→ **Your objective**: Go through the entries below and say how many lines hold the word "sticker". Nothing else is needed.

→ **The records**:

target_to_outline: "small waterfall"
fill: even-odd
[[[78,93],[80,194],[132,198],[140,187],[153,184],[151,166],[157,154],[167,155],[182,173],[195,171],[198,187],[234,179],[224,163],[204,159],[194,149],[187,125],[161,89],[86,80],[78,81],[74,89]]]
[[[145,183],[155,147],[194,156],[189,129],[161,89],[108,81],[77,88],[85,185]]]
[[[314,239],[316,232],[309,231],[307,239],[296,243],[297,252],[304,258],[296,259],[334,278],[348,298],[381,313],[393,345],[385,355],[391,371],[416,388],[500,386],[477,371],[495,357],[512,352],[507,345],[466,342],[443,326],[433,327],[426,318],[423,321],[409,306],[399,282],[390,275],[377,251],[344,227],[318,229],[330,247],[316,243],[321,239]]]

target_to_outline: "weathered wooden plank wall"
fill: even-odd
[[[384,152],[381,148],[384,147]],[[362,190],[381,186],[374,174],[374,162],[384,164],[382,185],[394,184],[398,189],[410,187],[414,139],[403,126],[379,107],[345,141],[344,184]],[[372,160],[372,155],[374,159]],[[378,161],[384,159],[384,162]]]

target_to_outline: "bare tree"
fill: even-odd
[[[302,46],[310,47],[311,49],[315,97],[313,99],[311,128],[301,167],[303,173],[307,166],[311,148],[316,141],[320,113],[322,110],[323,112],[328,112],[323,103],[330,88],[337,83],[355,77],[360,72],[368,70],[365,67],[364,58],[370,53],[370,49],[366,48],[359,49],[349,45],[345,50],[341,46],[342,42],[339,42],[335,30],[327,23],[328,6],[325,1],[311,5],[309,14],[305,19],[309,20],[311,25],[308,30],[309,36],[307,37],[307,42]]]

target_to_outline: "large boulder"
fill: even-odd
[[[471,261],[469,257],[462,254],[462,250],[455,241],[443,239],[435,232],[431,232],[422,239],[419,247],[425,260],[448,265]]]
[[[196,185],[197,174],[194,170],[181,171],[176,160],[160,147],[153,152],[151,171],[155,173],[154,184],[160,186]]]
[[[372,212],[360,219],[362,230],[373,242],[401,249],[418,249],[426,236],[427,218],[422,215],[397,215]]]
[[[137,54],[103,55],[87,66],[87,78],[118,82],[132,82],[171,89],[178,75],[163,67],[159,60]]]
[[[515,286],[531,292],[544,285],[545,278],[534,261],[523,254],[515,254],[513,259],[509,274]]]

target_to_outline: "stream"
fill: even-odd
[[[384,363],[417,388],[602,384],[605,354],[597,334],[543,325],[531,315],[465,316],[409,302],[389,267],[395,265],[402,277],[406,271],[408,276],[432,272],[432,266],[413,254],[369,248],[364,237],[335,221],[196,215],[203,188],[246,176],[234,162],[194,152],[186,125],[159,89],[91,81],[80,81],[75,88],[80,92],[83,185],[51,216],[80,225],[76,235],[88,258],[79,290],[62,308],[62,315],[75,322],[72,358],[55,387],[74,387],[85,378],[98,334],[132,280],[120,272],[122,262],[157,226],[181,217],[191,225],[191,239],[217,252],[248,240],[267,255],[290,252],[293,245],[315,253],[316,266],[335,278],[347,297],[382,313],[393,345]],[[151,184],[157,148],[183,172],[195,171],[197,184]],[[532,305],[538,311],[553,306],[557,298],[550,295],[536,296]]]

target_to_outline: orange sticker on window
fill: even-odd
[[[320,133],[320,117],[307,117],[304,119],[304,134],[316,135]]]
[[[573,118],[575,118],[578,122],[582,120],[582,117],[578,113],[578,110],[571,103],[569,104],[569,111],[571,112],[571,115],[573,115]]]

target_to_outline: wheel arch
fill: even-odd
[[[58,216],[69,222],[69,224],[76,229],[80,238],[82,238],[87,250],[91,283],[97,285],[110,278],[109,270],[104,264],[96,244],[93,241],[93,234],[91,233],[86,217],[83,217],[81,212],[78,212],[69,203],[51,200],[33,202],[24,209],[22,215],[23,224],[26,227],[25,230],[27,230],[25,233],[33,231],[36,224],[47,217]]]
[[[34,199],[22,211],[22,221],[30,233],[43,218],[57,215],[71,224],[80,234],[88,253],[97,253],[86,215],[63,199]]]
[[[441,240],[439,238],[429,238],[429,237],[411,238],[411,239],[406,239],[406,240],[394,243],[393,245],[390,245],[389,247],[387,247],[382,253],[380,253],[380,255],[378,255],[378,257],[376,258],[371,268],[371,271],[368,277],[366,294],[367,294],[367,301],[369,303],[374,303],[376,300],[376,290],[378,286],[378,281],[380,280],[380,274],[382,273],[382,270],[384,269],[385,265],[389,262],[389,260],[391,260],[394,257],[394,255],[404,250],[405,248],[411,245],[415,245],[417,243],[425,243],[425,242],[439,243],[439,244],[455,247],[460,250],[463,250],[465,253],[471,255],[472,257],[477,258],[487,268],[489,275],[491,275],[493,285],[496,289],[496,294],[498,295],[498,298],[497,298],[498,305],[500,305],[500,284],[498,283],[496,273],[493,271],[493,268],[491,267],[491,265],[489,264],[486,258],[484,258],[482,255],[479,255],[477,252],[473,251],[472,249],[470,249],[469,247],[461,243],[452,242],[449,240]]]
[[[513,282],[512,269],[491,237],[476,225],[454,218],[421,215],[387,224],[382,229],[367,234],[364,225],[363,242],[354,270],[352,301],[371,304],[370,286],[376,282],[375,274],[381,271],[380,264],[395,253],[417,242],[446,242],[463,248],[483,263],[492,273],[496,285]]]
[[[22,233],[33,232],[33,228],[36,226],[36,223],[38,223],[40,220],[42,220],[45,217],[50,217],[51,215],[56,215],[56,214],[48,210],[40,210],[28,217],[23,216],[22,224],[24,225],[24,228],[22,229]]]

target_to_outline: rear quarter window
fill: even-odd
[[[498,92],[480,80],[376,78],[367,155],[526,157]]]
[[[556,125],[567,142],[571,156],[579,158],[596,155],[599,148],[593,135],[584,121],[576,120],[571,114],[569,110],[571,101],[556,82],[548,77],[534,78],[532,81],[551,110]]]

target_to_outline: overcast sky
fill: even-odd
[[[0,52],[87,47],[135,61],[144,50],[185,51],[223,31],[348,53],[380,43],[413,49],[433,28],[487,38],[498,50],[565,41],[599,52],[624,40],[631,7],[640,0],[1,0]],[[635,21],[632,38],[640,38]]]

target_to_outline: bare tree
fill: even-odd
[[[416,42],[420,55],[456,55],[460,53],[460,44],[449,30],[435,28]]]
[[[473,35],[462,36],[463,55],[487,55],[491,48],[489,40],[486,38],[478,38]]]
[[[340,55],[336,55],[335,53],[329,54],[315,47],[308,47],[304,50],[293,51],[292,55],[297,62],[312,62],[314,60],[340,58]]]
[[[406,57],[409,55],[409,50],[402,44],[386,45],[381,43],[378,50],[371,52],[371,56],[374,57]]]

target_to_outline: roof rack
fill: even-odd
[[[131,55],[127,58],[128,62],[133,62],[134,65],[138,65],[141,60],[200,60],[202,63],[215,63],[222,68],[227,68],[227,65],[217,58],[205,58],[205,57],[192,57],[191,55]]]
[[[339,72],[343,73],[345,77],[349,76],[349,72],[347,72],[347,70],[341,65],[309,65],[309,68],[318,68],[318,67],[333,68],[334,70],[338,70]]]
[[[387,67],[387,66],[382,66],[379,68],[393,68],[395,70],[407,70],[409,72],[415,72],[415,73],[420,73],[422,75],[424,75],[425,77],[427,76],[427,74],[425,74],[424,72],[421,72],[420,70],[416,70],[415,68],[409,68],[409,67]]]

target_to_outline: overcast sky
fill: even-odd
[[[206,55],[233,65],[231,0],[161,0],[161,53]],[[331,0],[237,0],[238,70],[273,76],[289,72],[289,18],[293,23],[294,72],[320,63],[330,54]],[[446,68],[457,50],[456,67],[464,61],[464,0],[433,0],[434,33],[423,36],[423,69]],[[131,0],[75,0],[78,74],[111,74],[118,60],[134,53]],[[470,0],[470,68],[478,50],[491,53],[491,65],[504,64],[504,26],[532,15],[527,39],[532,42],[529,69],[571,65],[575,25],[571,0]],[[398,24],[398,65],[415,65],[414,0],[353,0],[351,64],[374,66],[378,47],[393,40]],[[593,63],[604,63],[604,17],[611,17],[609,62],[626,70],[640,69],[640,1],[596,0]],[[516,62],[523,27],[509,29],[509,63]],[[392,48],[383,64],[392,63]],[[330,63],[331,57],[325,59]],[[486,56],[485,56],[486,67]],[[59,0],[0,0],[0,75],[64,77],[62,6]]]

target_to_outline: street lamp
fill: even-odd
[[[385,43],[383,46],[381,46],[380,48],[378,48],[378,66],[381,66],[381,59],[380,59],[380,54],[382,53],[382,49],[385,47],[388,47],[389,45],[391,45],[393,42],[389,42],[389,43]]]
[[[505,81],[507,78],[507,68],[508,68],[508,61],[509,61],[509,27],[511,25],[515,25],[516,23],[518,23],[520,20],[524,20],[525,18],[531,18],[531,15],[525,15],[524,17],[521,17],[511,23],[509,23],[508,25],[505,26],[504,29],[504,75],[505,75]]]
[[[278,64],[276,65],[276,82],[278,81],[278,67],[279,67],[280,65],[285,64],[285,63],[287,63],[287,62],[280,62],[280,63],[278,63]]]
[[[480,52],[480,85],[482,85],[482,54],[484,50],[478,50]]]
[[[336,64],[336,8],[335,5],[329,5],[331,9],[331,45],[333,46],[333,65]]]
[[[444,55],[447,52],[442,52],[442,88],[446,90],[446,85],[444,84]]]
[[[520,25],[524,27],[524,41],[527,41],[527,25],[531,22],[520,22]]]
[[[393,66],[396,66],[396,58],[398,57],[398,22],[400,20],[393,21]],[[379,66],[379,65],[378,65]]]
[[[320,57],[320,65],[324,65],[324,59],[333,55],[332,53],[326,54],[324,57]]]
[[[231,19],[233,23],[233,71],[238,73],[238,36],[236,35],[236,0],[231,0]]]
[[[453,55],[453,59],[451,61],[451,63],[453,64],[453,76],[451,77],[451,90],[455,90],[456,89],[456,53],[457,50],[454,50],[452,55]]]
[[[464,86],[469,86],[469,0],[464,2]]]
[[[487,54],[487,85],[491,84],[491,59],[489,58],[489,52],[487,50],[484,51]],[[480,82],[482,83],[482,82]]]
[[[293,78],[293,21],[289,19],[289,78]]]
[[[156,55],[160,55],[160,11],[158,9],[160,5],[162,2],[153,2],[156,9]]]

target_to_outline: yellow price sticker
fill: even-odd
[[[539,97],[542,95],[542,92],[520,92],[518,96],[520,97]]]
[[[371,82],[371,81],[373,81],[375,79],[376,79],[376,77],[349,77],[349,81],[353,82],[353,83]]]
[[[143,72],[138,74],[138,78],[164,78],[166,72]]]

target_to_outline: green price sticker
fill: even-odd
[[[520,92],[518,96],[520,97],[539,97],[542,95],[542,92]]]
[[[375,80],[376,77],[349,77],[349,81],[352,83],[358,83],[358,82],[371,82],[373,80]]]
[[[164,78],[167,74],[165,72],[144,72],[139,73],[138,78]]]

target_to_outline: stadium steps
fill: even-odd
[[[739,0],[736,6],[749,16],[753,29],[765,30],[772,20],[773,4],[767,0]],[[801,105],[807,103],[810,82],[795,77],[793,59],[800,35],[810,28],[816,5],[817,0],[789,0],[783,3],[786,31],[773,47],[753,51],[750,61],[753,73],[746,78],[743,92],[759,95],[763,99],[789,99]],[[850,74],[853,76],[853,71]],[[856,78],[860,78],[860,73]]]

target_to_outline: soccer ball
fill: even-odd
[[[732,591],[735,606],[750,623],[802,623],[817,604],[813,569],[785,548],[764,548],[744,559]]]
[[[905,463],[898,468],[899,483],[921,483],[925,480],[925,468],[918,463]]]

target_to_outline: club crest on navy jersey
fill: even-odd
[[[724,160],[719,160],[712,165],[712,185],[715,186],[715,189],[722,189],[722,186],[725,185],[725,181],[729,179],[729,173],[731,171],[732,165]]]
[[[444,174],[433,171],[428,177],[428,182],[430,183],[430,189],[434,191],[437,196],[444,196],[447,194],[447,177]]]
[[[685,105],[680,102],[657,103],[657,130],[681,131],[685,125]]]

→ **Your solution**: 3